▶ Your assignment
Below are the records. Retype exactly the lines between the lines holding "Phrase: left wing" and "horizontal stabilizer with a dot.", inclusive.
--- START ---
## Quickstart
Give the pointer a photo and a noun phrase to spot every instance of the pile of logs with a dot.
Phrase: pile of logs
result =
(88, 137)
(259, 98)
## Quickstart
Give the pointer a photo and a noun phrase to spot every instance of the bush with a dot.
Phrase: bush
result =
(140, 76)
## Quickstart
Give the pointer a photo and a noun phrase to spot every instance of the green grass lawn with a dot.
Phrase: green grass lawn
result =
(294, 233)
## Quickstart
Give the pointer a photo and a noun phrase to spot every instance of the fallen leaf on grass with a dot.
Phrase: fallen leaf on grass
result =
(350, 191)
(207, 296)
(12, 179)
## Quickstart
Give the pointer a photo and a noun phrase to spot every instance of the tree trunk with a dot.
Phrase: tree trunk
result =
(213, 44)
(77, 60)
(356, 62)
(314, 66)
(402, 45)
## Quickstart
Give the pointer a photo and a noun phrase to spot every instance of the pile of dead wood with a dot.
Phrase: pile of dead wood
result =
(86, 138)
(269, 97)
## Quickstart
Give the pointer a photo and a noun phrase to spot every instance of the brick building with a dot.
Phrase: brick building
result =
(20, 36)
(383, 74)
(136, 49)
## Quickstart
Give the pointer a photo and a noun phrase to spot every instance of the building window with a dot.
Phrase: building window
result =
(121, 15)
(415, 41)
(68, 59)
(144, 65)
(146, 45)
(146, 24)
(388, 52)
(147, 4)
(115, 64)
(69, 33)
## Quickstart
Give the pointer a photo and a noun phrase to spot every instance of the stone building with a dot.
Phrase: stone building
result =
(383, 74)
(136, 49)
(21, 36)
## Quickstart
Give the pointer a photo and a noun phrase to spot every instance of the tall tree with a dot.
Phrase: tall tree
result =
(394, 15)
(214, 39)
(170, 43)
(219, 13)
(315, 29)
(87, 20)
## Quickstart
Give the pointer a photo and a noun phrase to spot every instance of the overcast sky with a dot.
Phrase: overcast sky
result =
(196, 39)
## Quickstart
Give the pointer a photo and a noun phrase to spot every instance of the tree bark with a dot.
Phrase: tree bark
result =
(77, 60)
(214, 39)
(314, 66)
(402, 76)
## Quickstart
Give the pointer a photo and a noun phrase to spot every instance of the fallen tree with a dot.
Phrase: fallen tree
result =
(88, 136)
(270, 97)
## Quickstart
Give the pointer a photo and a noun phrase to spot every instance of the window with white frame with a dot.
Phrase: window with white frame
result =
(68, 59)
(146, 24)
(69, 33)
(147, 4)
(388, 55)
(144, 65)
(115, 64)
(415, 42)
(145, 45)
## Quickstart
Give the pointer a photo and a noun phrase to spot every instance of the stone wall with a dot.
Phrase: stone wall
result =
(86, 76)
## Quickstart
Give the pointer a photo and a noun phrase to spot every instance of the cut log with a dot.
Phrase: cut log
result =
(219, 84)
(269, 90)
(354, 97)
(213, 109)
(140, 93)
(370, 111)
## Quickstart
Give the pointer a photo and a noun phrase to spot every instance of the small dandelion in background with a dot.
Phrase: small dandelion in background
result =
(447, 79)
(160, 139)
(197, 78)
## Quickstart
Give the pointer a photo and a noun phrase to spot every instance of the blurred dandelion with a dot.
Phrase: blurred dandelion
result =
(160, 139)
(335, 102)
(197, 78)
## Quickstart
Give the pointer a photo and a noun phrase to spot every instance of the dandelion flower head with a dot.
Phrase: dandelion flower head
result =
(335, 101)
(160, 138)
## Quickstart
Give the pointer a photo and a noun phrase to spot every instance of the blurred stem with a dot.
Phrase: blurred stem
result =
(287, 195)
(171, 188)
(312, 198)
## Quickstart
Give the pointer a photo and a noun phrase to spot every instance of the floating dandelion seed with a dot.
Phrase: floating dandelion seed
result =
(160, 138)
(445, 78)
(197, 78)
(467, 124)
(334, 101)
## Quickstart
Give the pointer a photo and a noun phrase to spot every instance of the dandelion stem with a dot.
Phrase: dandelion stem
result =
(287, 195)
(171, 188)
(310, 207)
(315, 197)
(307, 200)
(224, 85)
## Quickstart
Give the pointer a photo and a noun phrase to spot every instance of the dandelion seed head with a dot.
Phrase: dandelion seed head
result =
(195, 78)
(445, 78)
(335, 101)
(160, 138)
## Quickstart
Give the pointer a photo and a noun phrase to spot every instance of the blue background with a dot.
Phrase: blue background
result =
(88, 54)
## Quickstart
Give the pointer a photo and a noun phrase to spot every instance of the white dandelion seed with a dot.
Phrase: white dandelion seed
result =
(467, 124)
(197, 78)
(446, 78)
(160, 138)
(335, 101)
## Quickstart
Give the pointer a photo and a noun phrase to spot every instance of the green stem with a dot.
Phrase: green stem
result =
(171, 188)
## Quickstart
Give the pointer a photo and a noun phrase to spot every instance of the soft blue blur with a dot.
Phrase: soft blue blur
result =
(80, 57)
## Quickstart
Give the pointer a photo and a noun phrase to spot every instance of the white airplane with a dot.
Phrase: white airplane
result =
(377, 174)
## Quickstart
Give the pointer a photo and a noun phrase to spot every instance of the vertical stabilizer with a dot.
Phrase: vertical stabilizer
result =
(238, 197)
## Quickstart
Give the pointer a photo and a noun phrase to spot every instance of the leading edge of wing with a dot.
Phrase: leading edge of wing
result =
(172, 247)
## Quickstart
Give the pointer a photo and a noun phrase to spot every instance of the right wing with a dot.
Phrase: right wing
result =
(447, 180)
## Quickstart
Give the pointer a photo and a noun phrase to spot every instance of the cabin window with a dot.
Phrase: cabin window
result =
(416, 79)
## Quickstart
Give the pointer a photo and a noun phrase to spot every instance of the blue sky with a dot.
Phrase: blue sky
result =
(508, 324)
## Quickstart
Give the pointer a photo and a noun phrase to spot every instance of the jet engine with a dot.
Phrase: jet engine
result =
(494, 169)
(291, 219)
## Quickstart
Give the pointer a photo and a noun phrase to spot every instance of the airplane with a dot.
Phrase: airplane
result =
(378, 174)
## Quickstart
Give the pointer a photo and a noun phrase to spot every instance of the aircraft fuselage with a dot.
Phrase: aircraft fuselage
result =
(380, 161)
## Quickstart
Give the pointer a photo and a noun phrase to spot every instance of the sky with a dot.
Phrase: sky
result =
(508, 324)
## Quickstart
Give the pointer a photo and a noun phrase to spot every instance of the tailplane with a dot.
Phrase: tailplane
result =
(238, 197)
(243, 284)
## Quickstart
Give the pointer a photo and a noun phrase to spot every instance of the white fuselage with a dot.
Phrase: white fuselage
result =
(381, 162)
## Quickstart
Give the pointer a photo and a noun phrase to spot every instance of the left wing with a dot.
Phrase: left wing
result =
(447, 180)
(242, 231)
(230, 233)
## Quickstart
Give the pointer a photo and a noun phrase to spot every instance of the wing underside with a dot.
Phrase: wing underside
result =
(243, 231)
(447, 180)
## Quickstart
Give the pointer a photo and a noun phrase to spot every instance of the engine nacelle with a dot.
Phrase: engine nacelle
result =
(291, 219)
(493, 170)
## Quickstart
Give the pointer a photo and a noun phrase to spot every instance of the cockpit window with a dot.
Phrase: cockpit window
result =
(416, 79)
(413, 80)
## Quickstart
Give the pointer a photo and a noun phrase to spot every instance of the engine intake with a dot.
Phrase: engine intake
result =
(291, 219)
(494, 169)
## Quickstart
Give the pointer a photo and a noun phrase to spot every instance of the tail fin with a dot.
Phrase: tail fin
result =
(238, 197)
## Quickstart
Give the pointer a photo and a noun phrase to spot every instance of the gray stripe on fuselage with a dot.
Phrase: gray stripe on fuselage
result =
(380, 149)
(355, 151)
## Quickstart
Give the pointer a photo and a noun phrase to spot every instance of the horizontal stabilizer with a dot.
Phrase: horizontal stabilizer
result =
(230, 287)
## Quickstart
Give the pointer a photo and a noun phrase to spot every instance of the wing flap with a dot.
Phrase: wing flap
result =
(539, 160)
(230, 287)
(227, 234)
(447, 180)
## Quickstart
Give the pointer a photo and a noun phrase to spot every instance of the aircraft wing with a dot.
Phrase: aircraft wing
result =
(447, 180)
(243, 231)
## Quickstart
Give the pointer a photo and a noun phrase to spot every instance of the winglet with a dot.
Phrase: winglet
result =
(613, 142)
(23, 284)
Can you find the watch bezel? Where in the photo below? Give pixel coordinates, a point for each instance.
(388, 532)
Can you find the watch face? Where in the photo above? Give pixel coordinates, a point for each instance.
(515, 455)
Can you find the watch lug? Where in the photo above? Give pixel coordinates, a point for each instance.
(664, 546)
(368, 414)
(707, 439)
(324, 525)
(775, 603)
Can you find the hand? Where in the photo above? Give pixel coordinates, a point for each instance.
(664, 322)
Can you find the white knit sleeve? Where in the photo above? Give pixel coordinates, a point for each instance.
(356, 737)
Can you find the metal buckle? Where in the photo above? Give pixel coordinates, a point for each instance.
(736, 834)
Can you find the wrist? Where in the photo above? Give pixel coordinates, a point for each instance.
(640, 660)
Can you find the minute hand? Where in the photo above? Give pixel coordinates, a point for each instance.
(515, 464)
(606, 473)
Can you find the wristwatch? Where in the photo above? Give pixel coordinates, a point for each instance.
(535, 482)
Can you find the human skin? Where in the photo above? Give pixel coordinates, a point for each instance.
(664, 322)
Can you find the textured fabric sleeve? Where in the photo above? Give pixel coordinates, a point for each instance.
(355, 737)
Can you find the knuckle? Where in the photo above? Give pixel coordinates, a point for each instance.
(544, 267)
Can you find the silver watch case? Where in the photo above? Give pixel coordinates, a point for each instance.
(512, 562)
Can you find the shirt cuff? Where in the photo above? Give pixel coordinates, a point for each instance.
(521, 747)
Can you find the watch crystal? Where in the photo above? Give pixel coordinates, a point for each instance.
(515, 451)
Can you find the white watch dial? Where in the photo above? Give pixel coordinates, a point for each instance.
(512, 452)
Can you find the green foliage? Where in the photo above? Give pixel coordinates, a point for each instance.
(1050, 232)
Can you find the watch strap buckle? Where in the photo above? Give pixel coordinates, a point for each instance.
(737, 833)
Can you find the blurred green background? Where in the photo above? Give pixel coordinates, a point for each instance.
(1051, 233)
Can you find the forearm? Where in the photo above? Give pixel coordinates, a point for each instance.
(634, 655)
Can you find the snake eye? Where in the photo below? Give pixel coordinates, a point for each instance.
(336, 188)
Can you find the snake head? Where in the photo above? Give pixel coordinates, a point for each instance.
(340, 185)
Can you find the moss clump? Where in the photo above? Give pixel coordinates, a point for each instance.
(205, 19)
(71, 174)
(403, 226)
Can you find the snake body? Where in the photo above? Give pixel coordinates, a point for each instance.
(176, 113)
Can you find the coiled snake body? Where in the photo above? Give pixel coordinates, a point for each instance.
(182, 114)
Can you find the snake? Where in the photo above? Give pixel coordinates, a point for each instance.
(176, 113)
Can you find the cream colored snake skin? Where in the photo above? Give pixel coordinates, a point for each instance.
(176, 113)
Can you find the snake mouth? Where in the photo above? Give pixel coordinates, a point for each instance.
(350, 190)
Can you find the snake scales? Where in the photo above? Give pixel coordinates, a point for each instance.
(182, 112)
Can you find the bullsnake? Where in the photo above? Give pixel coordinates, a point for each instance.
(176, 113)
--- END ---
▶ Output for this task
Phrase: left wing
result =
(447, 180)
(242, 231)
(230, 233)
## Quickstart
Give the pointer a photo and a noun phrase to spot every instance of the wing underside with a dot.
Phrase: wing underside
result =
(243, 231)
(447, 180)
## Quickstart
Give the pointer a photo and a noun phrase to spot every instance of the engine nacelle with a dot.
Phrase: engine nacelle
result =
(291, 219)
(493, 170)
## Quickstart
Give the pointer a photo and a noun phrase to spot every instance of the cockpit window with a dot.
Phrase: cockpit window
result =
(416, 79)
(413, 80)
## Quickstart
Give the pointer a photo and a noun phrase to spot every instance of the engine intake with a dot.
Phrase: engine intake
result =
(291, 219)
(494, 169)
## Quickstart
Give the pointer a photo and a noun phrase to spot every instance of the tail fin with a dot.
Phrase: tail fin
result =
(238, 197)
## Quickstart
Give the pointer a photo and a noun phrase to spot every instance of the gray stripe on fuselage with a dot.
Phrase: gray stripe on fuselage
result =
(380, 149)
(355, 151)
## Quickstart
Give the pointer a photo and a noun phrase to spot every instance of the horizontal stabilizer with a dot.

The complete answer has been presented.